(A run of records)

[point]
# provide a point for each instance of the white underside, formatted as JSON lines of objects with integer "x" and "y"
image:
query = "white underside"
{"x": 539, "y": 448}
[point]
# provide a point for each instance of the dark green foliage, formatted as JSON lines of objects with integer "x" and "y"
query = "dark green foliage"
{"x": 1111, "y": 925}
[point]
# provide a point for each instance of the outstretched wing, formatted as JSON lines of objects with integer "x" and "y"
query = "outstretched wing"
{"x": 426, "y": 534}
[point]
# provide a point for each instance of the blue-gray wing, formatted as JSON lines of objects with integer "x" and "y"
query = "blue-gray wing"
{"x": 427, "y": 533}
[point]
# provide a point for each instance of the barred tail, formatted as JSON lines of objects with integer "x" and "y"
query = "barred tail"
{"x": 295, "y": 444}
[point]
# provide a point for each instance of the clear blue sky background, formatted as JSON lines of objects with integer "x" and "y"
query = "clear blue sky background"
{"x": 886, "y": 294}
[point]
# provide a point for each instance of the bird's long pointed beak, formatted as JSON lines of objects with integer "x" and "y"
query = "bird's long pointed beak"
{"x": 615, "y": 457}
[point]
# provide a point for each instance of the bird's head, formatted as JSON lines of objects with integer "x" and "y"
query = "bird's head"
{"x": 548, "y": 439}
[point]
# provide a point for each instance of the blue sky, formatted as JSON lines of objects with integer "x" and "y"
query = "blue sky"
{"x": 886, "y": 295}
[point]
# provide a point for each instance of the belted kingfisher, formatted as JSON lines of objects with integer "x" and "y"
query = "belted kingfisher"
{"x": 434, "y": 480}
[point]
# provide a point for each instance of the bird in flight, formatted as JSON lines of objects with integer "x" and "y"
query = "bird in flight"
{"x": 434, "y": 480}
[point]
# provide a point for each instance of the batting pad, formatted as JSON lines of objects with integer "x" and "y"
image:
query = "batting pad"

* WRITTEN TASK *
Retype all of the entries precisely as they are.

* SOLVED EXERCISE *
[point]
# provide a point for each instance of the white underside, formatted as JSON lines of objects with integer "x" and "y"
image:
query = "white underside"
{"x": 539, "y": 448}
[point]
# provide a point for each instance of the dark green foliage, formatted as JSON lines of objects with integer "x" and "y"
query = "dark green foliage"
{"x": 1111, "y": 925}
[point]
# provide a point for each instance of the outstretched wing, formatted as JSON lines of objects with integer "x" and "y"
query = "outstretched wing"
{"x": 426, "y": 534}
[point]
# provide a point for each instance of the blue-gray wing, formatted as JSON lines of objects with integer "x" and "y"
query = "blue-gray wing"
{"x": 427, "y": 533}
[point]
# provide a point for each instance of the barred tail, formatted as JSON lines of objects with integer "x" and "y"
query = "barred tail"
{"x": 295, "y": 444}
[point]
# provide a point for each instance of the clear blue sky background, formatted as JSON lines of objects with integer "x" and "y"
query = "clear blue sky background"
{"x": 886, "y": 294}
[point]
# provide a point for each instance of the bird's long pointed beak, formatted as JSON lines of objects with integer "x" and "y"
query = "bird's long pointed beak"
{"x": 615, "y": 457}
[point]
# provide a point for each instance of the bird's head, formatted as JSON lines of objects with integer "x" and "y"
query = "bird's head"
{"x": 548, "y": 439}
[point]
# provide a point for each instance of the blue sky, formatted as JSON lines of objects with integer "x" and "y"
query = "blue sky"
{"x": 886, "y": 295}
[point]
# provide a point for each instance of the belted kingfisher, formatted as JSON lines of objects with integer "x" and "y"
query = "belted kingfisher"
{"x": 434, "y": 480}
[point]
# provide a point for each instance of the bird in flight, formatted as JSON lines of objects with integer "x" and "y"
query = "bird in flight"
{"x": 434, "y": 480}
[point]
# provide a point for each instance of the batting pad, formatted as JSON lines of objects with integer "x" and "y"
image:
query = "batting pad"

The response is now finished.